──────── TEXT SHOWN ────────

Project Report

About

Student Name: Jakub Duchniewicz
Mentors: Iain Hunter and Hunyue Yau
GSoC entry link: Project#5734780890513408
Blog and wiki link: here :)
Project link: GPGPU with GLES
Introductory video: here
Proposal link: here

Introduction

Since BeagleBoards are heterogeneous platforms, why not use them to their full extent?

Until this project the GPU block lay mostly useless and could not assist with any computations due to non-technical reasons. However, now OpenGL ES 2.0 is being used in conjunction with EGL to perform computations in the shader code. The GPU’s targetted by this library are from the SGX 5xx family and they are readily available on both BBB and BBAI/X15. This allows for using the library in almost all models of the Beagle family.

With another computing unit, one can now offload some code to the GPU (remembering about data transfer overhead) and meanwhile continue with computations on the CPU. The process of extending the library with additional computations is quite straightforward and requires adding a relevant shader (sometimes unrolled due to limitations of GLSL compiler) and wrapping it in some glue code.

The two main blocks of the API is the single-shot and chain API, which allow for either a single opertaion or a sequence of opertaions to be performed on the input data.

For people interested in using the library/contributing, there is a README section in the library repository.

Caveat

As mentioned above, there is a small overhead depending on the sizes of data you want to do the computations on. It is outlined in more detail in the benchmarking post(section noop). The general rule of thumb I adopted is using texture sizes of 2048x2048 (maximum possible size on the BBB) and at least something complex enough to be non-implementable in a single instruction on the CPU (let’s face it, they are pretty powerful in terms of branch prediction and instruction prefetching).

For example:

For a size of 2048x2048 2D 3x3 convolution, the time consumed by transfers is around 1.5s, while the actual convolution takes around 0.5s.

On the CPU it takes 0.8s to do the convolution without doing any data transfers.

Detailed Implementation

As mentioned above, the API relies on using OpenGL ES 2.0 for performing the computations in shaders. With the newer version of this GPU bindings (notably 3.0) we could just use a compute shader and be done with everything - just present the data to our shader code by means of uniforms and attributes. However, with the older API we need to do the computations in the fragment shader.

In order to do our computations we need to undertake a number of steps, briefly outlined below:

Context creation
Context binding
Framebuffer Object creation
Transferring of the data to the GPU
Computations
Transferring the data back to the CPU or chaining

With these steps our data is transformed by whatever operation we specify in our shader code.

────────

- WHAT TO WORK ON
a: Which family of GPUs does the library in the project report target?
b: State whether each statement agrees with the project report, answering yes or no and quoting the words of the report that decide it. (i) The library performs its computations in a compute shader. (ii) The 2048x2048 3x3 convolution takes 0.8s on the CPU. (iii) The maximum possible texture size on the BBB is larger than 2048x2048.
c: Reproduce the part of the project report between "On the CPU it" and "the fragment shader.", inclusive.

──────── EXTRACTED DATA ────────

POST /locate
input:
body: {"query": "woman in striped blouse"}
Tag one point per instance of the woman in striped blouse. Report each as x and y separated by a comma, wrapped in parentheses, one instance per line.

────────
──────── EXTRACTED DATA ────────

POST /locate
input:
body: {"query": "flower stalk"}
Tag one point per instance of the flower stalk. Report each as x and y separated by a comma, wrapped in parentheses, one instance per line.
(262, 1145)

────────

- ANSWERS TO THE EXERCISES
a: The SGX 5xx family.

b:
(i) No: "with the older API we need to do the computations in the fragment shader."
(ii) Yes: "On the CPU it takes 0.8s to do the convolution without doing any data transfers."
(iii) No: "texture sizes of 2048x2048 (maximum possible size on the BBB)"

c:
On the CPU it takes 0.8s to do the convolution without doing any data transfers.

Detailed Implementation

As mentioned above, the API relies on using OpenGL ES 2.0 for performing the computations in shaders. With the newer version of this GPU bindings (notably 3.0) we could just use a compute shader and be done with everything - just present the data to our shader code by means of uniforms and attributes. However, with the older API we need to do the computations in the fragment shader.